* [GOAL A] Copy the entries word for word, everything from their first line down to the line containing "[389,5,400,65]", both ends included, and leave the picture out of your copy.

* [DOCUMENT EXCERPT]
--- --- ---

CODEWITHSUNDEEP
c++
Kphysics
Kphysics

Reputation: 453

No Viable Overloaded +=, why?

addition for a user defined type was defined by operator+, but += does not resolve to it, why?

typedef std::array<std::uint64_t,4> myvec_t;

inline myvec_t operator+(myvec_t foo, myvec_t bar){return mod_add(foo,bar);}

myvec_t a,b; 
a+=b; // g++ says: error: no viable overloaded '+='

EDIT: several people sufficiently answered the narrow question, I will accept an answer which explains why did the standard allow people to overload '+='(a,b) to do something different from a=a+b ?

Upvotes: 2

Views: 1267

Answers (2)

Moia
Moia

Reputation: 2354

Because you didn't proved an overload for operator+=, you provided an overaload for operator+

operator+= overaload is done with

inline myvec_t& operator+=(myvec_t& foo, const myvec_t& bar)

--- --- ---

* [RECORDS FOR THIS EXERCISE]
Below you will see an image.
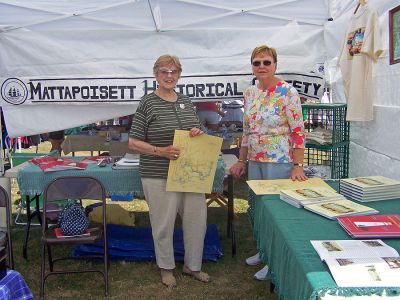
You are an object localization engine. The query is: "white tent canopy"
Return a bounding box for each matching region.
[0,0,400,177]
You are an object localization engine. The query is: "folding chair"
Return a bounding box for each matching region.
[6,144,59,259]
[0,186,14,269]
[40,176,108,299]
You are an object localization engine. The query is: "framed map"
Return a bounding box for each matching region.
[389,5,400,65]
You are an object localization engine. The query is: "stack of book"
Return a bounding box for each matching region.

--- --- ---

* [GOAL B]
Using the thread on overloading += in C++, decide whether each statement below agrees with it. Answer yes or no for each, quoting the words from the thread that decide it.
(i) The quoted error message is attributed to g++.
(ii) The question shows 4 upvotes.
(iii) The answer from Moia says an overload was provided for operator+.

* [FULL RESPONSE A]
Below you will see an image.
You are an object localization engine. The query is: "white tent canopy"
Return a bounding box for each matching region.
[0,0,400,177]
You are an object localization engine. The query is: "folding chair"
Return a bounding box for each matching region.
[6,144,59,259]
[0,186,14,269]
[40,176,108,299]
You are an object localization engine. The query is: "framed map"
Return a bounding box for each matching region.
[389,5,400,65]

* [FULL RESPONSE B]
(i) Yes: "// g++ says: error: no viable overloaded '+='"
(ii) No: "Upvotes: 2"
(iii) Yes: "you provided an overaload for operator+"